Exercise inputs:
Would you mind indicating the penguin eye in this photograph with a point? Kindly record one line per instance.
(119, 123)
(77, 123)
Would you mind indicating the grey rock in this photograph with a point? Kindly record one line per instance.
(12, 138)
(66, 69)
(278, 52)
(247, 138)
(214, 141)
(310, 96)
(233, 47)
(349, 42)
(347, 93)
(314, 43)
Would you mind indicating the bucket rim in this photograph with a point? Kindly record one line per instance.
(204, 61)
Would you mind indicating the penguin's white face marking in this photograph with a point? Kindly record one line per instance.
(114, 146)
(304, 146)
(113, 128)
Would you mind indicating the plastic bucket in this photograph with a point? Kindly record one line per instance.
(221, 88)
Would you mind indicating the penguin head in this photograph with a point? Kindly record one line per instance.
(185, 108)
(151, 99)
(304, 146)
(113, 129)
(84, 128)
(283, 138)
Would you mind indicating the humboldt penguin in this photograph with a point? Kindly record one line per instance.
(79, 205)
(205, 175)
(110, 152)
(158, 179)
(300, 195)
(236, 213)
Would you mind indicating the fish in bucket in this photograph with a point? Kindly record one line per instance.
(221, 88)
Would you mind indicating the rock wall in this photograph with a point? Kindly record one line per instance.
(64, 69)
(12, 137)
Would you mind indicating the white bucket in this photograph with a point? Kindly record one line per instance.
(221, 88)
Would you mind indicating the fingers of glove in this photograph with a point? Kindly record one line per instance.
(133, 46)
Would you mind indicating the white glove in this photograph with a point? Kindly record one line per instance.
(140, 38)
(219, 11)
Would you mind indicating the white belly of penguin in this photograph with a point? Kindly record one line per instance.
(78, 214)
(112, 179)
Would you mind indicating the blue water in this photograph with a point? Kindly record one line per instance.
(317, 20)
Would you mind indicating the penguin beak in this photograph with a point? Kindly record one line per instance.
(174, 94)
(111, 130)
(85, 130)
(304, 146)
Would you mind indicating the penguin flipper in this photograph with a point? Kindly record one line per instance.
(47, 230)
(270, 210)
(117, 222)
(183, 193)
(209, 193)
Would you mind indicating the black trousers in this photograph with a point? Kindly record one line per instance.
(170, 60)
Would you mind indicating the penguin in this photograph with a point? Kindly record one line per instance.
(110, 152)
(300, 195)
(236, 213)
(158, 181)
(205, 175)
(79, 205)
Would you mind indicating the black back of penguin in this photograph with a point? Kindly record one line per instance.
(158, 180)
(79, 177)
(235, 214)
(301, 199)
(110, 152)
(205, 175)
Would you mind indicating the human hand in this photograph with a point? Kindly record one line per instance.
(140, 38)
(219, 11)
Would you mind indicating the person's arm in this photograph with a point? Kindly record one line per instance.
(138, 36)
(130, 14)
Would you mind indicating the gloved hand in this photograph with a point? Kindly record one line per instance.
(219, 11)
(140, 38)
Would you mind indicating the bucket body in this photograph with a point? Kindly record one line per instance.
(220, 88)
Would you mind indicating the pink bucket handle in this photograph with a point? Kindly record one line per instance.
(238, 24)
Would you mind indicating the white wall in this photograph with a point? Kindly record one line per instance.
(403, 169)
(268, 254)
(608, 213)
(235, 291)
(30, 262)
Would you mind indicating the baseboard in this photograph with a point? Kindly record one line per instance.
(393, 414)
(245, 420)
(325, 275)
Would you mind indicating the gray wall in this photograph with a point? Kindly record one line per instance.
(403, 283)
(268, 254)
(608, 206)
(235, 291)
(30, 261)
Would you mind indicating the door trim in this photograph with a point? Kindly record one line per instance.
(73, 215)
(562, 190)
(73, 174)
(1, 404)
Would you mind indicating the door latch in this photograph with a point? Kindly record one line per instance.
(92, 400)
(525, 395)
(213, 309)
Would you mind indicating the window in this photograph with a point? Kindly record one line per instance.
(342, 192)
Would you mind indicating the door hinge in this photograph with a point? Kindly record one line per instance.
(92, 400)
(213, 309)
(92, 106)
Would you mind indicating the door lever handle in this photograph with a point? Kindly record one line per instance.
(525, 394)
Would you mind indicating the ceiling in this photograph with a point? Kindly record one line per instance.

Your task: Set down exactly what runs from the line with "Would you mind indicating the bucket body" to the last line of the data above, including both of those lines and no others.

Solution to the exercise:
Would you mind indicating the bucket body in this photograph with a point? Kindly record one line per instance.
(220, 88)
Would you mind indicating the pink bucket handle in this photograph with a point? Kindly record one line per instance.
(238, 24)
Would you mind indicating the white wall in this photograph with a point? Kindly record one line per instance.
(403, 169)
(268, 254)
(608, 213)
(235, 291)
(30, 262)
Would you mind indicating the baseboard in this photograph with a point? Kindly record one line per instance.
(393, 414)
(245, 420)
(325, 275)
Would you mind indicating the gray wall in this photograph with a point? Kindly record one line per instance.
(403, 283)
(268, 254)
(608, 206)
(235, 291)
(30, 261)
Would you mind indicating the door trim in this photograph with a point? Kindly record one line per instance.
(73, 215)
(562, 190)
(73, 174)
(1, 404)
Would you mind indicating the door latch in this photograph with a point? Kindly record one line per instance.
(92, 400)
(525, 395)
(213, 309)
Would you mind indicating the window in this photograph with a point? Kindly record one line per instance.
(342, 192)
Would you mind indicating the door hinge in this photograph with a point? Kindly record one line per instance.
(92, 400)
(213, 309)
(92, 106)
Would you mind indicating the door lever handle in this photograph with a point? Kindly record one line per instance.
(525, 394)
Would you mind indicating the ceiling in this photograph with a point? Kindly record one line per instance.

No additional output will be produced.